* BEGIN Document section *

Bridgestone CEO Resigns, Names
Engineer Watanabe as Successor
By PHRED DVORAK and MICHAEL
WILLIAMS
Staff Reporters of THE
WALL STREET
JOURNAL
TOKYO -- The hard-nosed chief executive of Bridgestone
Corp. is resigning to make way for a new management team, as the Japanese
tire giant struggles to recover from its mass recall of Firestone tires in
the U.S. Now the question is, can his milder-mannered successors repair
the damage?
The embattled Yoichiro Kaizaki, 67 years old, said he was stepping down
as president and chief executive and turning over the reins to Shigeo
Watanabe, a Bridgestone senior vice president, effective March 29. All
three of Bridgestone's executive vice presidents also will resign in the
housecleaning. Their exit follows a shaky, five-month damage-control
effort that showed mixed results at best.
Mr. Watanabe, a 58-year-old veteran Bridgestone engineer in charge of
tire development, production and quality assurance, now faces one of the
toughest turnaround jobs in the world. He must rescue
Bridgestone/Firestone Inc., the Bridgestone U.S. unit that has suffered a
sales plunge and a deluge of lawsuits since its tires were linked to
accidents that led to 148 deaths in the U.S. alone, mostly on Ford
Explorer vehicles. Bridgestone says it has virtually completed the recall
of 6.5 million Firestone tires launched in August.

* END Document section *
* BEGIN Extracted material *

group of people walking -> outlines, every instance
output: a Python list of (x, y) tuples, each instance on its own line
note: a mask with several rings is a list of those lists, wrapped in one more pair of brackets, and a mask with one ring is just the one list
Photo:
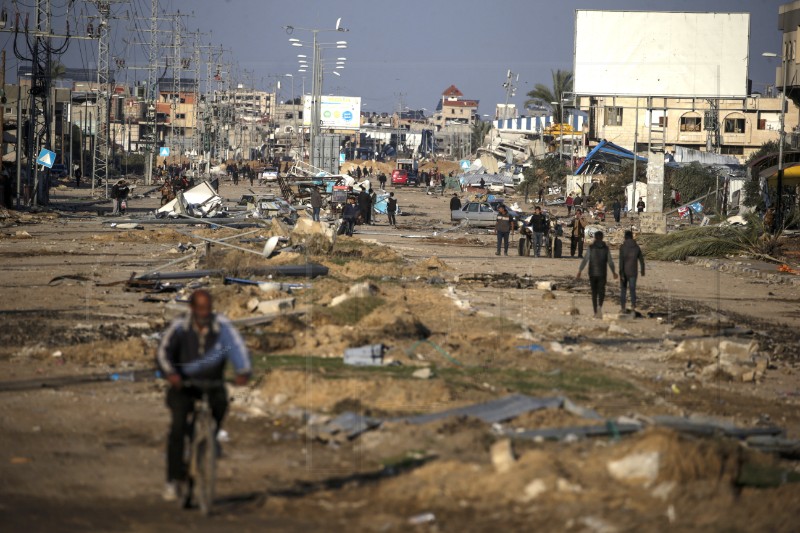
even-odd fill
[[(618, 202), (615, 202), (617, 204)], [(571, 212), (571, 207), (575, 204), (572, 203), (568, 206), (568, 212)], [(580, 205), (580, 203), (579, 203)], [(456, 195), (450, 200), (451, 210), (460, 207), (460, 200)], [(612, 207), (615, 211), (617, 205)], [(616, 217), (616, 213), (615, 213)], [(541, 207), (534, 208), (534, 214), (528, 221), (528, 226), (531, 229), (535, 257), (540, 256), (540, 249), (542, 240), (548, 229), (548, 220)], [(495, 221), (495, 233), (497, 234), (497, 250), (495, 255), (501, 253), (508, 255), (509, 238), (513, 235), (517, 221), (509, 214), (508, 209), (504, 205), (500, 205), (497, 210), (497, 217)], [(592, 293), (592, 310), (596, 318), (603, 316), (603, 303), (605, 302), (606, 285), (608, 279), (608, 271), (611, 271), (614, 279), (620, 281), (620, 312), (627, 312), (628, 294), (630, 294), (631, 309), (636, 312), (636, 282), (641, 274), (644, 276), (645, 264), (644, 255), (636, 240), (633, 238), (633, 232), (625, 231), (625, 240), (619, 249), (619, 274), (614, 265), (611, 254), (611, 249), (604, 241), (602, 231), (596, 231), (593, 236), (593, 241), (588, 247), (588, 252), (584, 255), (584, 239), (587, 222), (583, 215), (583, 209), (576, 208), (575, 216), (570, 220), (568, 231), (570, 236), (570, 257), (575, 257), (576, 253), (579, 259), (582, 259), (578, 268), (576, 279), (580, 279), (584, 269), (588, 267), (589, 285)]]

* END Extracted material *
* BEGIN Extracted material *

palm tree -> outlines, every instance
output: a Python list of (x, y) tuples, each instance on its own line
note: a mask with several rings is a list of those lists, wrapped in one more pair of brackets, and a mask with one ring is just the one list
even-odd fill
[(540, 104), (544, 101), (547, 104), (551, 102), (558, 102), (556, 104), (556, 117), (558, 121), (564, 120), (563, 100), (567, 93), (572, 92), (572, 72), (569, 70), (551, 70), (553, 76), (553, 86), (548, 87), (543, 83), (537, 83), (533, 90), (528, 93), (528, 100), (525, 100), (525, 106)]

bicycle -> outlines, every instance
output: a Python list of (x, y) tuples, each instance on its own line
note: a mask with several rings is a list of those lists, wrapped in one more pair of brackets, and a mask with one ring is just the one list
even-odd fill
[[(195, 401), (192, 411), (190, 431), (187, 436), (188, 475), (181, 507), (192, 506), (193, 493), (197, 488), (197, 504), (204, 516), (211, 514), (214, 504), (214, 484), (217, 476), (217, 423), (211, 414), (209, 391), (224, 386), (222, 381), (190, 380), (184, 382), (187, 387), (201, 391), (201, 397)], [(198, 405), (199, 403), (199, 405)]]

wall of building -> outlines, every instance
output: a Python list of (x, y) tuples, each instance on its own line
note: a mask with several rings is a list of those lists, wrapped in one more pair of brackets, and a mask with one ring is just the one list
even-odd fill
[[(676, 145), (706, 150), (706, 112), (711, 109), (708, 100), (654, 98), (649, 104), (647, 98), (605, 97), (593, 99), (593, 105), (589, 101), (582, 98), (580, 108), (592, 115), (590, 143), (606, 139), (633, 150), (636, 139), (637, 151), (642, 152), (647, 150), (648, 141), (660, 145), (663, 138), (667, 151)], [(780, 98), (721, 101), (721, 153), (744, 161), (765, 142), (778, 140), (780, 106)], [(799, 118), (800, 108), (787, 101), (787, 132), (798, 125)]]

* END Extracted material *

▶ [Parts of the exercise]:
1 – Shift the polygon coordinates by adding 16 to every x and y value. Then rewrite the portion of the entries that opens with the line containing "palm tree -> outlines, every instance" and closes with the line containing "100), (525, 106)]", including the request lines, and output nothing else.
2 – Resume the article on the Bridgestone leadership change immediately after its last sentence.

▶ [Outputs by task]:
1 –
palm tree -> outlines, every instance
output: a Python list of (x, y) tuples, each instance on its own line
note: a mask with several rings is a list of those lists, wrapped in one more pair of brackets, and a mask with one ring is just the one list
even-odd fill
[(556, 120), (560, 117), (563, 120), (567, 118), (574, 118), (572, 120), (572, 133), (574, 137), (580, 136), (579, 116), (583, 109), (588, 108), (588, 88), (585, 86), (567, 86), (569, 92), (569, 102), (564, 103), (559, 99), (553, 99), (549, 106), (544, 109), (544, 116), (541, 116), (541, 122)]

2 –
Management Surprise
Mr. Watanabe was one of two top-level Japanese engineers who parachuted
into the U.S. late last year to deal with the tire crisis at its peak. At
a news conference, he signaled that he may make substantive changes to the
global tire company's management, including a surprise: bringing in the
first foreign director to the Japanese parent company's board. Mr.
Watanabe hinted he may consider John Lampe, Bridgestone/Firestone's new
chief executive, for the post.
"For a company as globalized as ours, it would be natural to think
of having a foreigner among the directors," said Mr. Watanabe.
"In order to revitalize [the board] and promote globalization, we
might consider, to give an example, Firestone's Lampe."
Naming a foreigner to the board is extremely rare for a tradition-bound
Japanese company -- even an international player such as Bridgestone,
which has two trillion yen ($17.17 billion) in annual global sales. The
move could signal to foreign investors, who have been dumping Bridgestone
stock, that the company is serious about change.
Mr. Watanabe also said he thinks there are still problems with the way
Bridgestone runs its global operations, which include factories in 21
countries. "There are still areas where we haven't achieved true
[global] management -- I'd like to strengthen that," said Mr.
Watanabe, although he declined to say what measures he was planning to
take.
Asked whether Bridgestone would follow Ford
Motor Co. in Ford's push to settle all outstanding lawsuits against it
in the tire case, Mr. Watanabe was noncommittal, saying only that he wants
a swift resolution.
Feisty Reign, Defiant Exit
In departing, Mr. Kaizaki relieves Bridgestone of arguably its greatest
liability in the crisis: himself.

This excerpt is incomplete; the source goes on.